**Objective**.
Show each line below that contains the string "blue", matching case exactly.

━━━

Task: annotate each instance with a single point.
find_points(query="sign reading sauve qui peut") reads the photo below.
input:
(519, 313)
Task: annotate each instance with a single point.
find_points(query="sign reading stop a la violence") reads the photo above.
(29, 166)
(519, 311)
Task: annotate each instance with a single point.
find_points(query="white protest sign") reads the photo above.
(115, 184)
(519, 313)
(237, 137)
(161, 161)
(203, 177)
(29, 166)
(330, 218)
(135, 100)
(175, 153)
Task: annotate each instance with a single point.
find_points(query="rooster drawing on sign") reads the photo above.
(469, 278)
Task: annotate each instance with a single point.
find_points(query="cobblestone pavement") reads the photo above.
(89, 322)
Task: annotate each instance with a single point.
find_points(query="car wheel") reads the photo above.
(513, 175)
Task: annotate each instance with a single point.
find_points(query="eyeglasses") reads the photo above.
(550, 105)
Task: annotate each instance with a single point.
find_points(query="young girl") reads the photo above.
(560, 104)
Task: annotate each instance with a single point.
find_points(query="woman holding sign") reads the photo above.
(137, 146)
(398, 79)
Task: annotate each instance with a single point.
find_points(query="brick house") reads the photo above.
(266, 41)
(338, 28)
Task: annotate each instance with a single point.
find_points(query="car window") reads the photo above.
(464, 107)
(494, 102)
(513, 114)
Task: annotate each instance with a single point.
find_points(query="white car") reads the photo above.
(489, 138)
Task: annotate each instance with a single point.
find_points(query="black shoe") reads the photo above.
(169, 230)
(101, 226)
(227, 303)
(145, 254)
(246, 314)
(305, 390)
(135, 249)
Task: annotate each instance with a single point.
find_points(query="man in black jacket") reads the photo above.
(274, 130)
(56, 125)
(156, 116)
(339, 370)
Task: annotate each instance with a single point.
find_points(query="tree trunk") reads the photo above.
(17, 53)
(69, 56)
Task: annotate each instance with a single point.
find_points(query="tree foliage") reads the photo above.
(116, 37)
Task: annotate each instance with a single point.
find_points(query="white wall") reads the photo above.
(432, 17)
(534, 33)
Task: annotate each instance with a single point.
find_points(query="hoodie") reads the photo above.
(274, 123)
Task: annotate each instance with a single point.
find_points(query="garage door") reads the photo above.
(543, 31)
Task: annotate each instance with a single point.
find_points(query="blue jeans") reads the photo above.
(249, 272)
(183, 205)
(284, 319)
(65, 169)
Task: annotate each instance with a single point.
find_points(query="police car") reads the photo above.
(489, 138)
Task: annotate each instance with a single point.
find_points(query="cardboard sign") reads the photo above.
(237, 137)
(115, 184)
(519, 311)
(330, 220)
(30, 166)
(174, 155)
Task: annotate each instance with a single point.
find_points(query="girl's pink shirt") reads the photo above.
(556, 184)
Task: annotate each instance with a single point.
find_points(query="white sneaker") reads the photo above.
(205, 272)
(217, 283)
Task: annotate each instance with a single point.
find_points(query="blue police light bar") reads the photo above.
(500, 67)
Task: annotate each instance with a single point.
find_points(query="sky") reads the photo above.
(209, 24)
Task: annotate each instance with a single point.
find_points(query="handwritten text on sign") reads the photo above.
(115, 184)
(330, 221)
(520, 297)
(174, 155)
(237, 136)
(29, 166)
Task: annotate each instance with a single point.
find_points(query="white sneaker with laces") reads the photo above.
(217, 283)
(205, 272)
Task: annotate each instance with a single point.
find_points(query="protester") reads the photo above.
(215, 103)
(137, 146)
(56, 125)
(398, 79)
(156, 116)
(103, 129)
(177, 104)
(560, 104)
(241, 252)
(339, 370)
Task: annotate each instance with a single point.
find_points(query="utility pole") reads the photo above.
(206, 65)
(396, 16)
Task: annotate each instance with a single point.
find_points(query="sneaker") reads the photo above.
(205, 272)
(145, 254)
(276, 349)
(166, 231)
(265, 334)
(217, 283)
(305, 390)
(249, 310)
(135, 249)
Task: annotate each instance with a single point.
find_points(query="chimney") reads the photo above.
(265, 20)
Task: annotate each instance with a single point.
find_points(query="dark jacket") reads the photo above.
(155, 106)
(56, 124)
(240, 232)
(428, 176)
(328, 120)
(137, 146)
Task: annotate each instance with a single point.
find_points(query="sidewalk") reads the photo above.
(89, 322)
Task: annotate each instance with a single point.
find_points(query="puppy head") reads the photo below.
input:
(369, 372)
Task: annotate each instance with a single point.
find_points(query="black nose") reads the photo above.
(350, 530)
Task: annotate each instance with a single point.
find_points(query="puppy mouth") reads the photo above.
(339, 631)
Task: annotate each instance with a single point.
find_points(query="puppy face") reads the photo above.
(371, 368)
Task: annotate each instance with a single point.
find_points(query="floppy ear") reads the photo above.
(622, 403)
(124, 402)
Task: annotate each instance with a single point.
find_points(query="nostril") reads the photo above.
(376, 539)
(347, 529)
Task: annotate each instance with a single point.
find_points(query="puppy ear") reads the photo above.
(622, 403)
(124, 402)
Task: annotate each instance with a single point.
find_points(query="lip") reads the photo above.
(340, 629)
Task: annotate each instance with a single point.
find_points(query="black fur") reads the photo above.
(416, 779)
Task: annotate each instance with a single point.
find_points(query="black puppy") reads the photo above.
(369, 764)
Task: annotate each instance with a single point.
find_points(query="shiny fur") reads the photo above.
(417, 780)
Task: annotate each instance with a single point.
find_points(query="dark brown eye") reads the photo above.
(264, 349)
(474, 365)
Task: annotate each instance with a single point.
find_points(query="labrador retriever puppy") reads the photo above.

━━━

**Expected output**.
find_points(query="blue jeans") reads the photo above.
find_points(query="blue police light bar") reads the photo above.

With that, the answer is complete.